What is needed =
How many lines of the listing below contain "house"? State the number alone.

Supplied material =
--
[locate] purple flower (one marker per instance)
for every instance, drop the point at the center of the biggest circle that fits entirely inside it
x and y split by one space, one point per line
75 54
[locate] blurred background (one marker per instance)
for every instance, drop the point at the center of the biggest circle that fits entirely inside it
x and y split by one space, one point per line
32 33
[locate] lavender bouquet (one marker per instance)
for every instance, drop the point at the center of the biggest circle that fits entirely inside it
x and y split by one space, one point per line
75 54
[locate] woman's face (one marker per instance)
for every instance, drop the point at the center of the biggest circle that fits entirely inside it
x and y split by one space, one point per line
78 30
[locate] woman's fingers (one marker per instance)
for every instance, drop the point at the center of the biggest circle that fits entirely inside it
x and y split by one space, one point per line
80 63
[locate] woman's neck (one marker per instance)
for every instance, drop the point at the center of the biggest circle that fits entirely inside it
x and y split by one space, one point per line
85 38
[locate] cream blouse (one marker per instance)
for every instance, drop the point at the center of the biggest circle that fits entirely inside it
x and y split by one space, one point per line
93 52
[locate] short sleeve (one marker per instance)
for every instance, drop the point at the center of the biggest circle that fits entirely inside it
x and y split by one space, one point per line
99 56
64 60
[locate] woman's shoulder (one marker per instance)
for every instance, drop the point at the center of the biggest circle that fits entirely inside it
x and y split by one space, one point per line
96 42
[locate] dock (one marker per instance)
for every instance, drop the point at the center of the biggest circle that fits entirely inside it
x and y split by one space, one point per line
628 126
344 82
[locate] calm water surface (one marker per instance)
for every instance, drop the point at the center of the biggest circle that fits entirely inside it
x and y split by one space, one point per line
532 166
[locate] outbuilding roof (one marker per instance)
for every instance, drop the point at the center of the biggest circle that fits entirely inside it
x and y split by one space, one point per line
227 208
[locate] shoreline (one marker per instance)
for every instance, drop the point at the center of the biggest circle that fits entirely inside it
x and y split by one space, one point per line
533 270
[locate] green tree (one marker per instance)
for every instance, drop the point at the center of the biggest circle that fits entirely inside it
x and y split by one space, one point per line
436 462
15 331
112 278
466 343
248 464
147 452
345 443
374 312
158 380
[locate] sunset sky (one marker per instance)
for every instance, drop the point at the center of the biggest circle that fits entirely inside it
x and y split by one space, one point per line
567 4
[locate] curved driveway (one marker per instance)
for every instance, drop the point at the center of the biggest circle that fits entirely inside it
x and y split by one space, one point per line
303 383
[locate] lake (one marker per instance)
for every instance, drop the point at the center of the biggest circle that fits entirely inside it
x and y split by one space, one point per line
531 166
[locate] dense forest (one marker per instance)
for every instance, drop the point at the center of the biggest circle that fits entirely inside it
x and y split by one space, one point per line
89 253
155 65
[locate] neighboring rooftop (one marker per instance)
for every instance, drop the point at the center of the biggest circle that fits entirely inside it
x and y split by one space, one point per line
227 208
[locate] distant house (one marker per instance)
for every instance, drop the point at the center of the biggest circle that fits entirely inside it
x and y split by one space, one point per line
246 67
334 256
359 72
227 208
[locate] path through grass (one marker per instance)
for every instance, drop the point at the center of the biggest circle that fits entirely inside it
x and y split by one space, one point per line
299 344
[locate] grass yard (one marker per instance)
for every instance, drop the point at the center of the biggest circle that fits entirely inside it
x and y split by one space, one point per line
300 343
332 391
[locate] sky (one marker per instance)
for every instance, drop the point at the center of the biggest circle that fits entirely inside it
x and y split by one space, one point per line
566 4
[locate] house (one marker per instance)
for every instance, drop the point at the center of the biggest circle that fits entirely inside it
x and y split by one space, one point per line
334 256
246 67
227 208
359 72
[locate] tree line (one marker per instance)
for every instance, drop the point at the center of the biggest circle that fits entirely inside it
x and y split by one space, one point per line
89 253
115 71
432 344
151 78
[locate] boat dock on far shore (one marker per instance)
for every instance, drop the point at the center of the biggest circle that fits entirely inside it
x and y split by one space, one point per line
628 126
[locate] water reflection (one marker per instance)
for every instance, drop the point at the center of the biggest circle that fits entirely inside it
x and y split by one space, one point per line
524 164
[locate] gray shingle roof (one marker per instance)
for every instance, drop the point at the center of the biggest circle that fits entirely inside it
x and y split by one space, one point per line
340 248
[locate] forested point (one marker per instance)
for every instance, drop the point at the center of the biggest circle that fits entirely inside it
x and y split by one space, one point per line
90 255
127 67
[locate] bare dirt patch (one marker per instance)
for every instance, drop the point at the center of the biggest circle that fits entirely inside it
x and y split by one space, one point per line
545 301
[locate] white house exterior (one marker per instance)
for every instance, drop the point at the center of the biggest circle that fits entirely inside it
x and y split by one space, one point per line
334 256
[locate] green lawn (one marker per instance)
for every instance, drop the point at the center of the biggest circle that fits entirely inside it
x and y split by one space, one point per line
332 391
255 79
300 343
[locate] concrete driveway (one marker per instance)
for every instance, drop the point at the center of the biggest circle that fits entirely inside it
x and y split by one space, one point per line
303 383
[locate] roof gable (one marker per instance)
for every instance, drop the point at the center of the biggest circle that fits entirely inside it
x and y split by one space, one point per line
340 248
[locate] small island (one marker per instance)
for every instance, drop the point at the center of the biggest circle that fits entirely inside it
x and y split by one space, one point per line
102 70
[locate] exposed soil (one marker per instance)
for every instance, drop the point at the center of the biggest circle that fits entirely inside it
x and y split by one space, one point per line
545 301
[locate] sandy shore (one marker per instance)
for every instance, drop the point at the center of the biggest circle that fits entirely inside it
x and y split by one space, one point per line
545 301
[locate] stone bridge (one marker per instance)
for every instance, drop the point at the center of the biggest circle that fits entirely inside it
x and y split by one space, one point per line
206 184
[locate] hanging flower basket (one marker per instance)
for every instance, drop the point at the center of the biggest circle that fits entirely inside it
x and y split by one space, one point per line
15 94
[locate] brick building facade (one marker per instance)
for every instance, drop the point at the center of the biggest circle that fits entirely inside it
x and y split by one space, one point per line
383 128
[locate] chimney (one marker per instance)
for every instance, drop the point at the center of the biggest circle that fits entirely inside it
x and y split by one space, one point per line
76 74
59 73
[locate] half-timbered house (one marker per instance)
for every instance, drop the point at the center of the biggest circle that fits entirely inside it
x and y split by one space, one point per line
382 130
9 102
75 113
--
Response below =
4